**EXERCISE OBJECTIVE:**
Output should begin at the line holding "Task: indicate the wheel spoke" and end at the last line of the entries; print those lines verbatim and no others.

**RECORDS FOR THE EXERCISE:**

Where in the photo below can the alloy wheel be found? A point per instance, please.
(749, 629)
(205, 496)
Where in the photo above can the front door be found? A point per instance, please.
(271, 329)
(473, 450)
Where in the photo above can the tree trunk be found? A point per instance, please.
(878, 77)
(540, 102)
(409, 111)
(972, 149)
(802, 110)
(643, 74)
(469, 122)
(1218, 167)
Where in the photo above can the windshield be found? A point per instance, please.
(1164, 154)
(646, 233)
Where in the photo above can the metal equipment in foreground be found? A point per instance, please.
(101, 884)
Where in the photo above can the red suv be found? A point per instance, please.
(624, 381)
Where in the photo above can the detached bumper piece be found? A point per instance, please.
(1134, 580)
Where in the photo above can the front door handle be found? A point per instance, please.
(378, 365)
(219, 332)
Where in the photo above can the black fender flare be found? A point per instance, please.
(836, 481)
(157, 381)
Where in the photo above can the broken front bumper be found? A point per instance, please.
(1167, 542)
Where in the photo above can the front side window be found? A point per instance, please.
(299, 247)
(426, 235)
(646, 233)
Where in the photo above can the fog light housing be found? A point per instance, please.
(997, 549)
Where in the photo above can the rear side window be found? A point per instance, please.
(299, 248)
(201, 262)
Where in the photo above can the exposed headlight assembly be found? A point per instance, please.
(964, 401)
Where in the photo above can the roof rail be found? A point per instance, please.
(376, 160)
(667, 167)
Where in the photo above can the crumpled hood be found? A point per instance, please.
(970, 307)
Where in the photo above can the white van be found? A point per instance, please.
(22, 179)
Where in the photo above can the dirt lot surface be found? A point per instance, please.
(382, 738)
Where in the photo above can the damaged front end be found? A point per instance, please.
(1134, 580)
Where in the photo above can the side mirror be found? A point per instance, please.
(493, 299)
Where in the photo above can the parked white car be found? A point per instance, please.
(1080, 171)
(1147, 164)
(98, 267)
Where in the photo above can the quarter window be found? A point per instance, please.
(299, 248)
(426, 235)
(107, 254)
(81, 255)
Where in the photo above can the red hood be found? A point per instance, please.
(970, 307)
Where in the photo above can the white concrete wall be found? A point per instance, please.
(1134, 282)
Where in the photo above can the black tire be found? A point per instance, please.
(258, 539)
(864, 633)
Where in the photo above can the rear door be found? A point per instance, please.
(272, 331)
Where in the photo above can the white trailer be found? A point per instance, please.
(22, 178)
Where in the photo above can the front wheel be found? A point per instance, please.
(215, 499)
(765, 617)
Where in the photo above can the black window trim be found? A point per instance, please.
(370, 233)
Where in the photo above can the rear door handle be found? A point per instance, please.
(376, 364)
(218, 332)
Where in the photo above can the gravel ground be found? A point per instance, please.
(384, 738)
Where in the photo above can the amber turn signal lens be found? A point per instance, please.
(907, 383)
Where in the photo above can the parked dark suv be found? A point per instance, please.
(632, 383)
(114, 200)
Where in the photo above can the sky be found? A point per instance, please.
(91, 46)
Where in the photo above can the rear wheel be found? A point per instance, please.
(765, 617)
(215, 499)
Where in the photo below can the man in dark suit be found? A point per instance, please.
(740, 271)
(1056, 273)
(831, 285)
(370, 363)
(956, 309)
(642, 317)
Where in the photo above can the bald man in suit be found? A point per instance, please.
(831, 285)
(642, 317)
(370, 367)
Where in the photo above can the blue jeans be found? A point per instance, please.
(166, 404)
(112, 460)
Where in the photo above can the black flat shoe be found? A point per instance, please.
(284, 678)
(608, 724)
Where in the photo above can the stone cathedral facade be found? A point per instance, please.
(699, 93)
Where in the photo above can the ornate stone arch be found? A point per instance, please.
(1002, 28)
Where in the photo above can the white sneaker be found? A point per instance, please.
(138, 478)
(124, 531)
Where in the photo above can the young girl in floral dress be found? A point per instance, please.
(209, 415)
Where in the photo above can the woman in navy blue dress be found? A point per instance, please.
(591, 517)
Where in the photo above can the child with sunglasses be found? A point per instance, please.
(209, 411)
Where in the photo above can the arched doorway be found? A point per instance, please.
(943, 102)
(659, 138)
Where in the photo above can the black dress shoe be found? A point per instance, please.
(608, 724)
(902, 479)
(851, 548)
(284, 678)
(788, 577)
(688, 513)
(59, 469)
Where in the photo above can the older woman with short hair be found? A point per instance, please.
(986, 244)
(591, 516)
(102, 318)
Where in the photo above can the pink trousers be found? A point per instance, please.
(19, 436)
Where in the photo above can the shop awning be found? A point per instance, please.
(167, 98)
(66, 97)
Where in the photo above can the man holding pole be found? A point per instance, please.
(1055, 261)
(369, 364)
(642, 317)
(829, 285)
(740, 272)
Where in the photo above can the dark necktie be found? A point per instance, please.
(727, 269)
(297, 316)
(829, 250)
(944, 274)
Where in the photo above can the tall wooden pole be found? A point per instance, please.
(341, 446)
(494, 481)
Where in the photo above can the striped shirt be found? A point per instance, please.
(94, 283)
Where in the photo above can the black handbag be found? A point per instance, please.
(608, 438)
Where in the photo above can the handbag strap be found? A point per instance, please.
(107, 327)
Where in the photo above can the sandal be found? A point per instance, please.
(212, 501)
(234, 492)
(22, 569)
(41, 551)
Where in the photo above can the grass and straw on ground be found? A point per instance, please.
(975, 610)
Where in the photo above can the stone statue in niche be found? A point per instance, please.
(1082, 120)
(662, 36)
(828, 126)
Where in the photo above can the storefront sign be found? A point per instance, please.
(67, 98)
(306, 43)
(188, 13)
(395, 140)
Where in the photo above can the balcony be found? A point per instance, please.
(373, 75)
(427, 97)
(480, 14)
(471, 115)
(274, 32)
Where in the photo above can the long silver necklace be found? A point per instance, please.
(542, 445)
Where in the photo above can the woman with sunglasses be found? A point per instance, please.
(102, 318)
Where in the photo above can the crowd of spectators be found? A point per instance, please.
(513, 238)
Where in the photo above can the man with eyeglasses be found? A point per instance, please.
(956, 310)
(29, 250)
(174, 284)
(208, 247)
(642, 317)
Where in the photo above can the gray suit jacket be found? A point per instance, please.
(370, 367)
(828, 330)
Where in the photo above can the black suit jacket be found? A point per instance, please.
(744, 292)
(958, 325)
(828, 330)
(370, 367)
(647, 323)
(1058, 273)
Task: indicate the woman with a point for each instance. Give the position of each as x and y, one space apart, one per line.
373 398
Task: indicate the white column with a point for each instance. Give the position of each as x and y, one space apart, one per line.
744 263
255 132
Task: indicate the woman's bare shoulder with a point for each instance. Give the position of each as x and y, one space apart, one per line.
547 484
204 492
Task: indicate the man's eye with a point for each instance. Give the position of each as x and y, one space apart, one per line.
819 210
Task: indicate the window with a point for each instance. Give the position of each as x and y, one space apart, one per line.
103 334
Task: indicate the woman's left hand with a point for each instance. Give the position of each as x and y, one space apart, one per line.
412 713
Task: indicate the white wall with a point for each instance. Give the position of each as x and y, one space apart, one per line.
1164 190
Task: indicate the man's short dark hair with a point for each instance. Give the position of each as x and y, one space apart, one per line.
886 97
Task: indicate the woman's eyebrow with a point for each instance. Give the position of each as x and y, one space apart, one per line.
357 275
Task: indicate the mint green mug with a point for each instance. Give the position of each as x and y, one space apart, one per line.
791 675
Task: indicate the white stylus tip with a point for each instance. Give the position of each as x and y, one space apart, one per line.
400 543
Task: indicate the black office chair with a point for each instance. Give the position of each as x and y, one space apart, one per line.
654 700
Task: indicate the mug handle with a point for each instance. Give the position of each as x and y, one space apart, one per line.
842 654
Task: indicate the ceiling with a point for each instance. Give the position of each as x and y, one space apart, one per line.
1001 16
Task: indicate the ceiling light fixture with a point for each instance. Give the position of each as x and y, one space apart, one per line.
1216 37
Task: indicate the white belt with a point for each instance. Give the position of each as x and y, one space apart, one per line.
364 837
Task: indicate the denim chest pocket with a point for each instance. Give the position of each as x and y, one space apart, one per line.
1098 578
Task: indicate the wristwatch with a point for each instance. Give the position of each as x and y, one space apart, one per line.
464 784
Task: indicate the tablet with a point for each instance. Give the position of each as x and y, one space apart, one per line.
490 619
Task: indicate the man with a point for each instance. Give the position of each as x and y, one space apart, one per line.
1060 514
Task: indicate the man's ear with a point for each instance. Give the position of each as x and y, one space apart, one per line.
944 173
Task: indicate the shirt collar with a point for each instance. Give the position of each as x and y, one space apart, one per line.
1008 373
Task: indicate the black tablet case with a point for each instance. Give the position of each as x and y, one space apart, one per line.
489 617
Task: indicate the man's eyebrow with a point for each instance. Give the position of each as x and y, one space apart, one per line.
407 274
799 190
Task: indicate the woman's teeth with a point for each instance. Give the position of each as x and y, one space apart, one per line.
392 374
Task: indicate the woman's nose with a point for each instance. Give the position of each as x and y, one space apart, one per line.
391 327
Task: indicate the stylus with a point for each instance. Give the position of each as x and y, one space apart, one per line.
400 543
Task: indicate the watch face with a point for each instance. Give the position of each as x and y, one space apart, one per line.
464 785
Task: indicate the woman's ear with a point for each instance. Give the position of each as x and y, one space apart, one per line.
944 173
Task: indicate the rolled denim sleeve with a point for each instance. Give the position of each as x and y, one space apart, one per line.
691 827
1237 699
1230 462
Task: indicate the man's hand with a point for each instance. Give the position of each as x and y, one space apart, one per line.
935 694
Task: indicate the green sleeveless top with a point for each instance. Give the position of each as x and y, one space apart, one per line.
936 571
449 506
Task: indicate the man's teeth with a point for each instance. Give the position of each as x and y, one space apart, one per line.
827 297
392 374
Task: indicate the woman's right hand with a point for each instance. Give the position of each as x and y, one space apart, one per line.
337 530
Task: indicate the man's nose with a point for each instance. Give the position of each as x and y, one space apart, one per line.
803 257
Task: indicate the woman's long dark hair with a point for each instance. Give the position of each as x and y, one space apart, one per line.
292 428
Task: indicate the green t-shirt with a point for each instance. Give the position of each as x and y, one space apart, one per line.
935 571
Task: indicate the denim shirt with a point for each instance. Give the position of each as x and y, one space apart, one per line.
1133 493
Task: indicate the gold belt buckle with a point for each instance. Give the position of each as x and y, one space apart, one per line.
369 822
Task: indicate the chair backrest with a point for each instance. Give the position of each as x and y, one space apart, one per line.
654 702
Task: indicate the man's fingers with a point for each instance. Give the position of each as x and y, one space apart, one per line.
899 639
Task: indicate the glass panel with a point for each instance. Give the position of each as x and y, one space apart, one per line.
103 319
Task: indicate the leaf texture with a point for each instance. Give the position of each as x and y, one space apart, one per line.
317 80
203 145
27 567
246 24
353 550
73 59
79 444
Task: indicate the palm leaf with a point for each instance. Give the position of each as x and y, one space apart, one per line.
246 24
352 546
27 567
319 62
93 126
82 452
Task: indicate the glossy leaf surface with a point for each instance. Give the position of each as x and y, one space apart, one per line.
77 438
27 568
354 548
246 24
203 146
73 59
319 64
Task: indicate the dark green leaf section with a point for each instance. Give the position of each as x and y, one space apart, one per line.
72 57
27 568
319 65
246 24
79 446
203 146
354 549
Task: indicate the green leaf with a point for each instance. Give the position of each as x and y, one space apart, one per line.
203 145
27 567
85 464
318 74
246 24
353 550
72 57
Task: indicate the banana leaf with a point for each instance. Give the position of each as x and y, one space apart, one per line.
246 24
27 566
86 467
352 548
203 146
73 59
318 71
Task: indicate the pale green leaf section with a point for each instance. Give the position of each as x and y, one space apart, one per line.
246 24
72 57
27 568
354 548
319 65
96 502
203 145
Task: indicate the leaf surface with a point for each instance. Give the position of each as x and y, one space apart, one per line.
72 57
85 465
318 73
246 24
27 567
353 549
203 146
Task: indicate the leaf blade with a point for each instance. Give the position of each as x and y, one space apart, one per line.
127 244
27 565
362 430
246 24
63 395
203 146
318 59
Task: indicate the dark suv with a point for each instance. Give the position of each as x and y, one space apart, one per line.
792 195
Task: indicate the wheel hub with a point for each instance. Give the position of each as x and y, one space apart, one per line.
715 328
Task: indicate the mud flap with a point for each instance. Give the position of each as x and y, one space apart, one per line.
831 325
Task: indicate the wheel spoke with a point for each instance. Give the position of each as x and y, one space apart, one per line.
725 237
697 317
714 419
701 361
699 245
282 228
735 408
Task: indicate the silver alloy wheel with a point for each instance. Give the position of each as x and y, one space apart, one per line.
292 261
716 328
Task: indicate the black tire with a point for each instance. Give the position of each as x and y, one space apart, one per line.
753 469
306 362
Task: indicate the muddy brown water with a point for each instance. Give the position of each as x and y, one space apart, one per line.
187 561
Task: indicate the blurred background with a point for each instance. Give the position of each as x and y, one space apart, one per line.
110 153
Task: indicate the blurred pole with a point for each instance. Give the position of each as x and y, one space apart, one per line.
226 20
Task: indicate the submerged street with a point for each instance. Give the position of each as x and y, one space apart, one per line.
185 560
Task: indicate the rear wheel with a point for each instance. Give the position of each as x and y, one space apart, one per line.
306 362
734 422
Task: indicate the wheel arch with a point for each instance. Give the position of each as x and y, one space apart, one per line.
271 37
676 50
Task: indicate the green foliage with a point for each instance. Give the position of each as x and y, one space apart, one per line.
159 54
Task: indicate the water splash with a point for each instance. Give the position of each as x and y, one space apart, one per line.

**ANSWER TO THIS PROBLEM:**
Task: indicate the wheel spoke with a point for each instance. Give the position of each as x and y, one space apart, one per line.
725 237
697 317
714 419
701 361
699 245
282 228
735 408
Task: indicate the silver alloy wheel with a point for each instance. Give the position of each as x and y, one space apart, one per line.
292 261
716 328
Task: indicate the black tire with a point for each instance. Give the position of each as x and y, one space apart, one per line.
753 469
306 362
Task: indicate the muddy brown water with a point for each instance. Give the position of each as x and y, one space apart, one per line.
187 561
Task: indicate the blurred background with a point for each instance. Give the position of each as x and y, one space apart, one per line.
110 153
Task: indicate the blurred pole with a point for each instance. Give the position of each as x and y, one space apart, one per line.
226 20
Task: indicate the submerged street with a point for each instance. Give the position of each as x and y, one space apart, one per line.
185 560
Task: indicate the rear wheel with a point for each instance. Give the position of each as x and y, one space apart, one per line.
306 362
734 422
Task: indicate the wheel arch with a point for each instance. Give the position of each as x and y, one space apart, one per line.
271 37
676 50
Task: indicate the green foliage with a point for each instance. Give the position of each as x and y, one space apart, one per line.
159 54
Task: indicate the water splash with a point for each instance. Give the position of each as x and y, one space apart, one per line.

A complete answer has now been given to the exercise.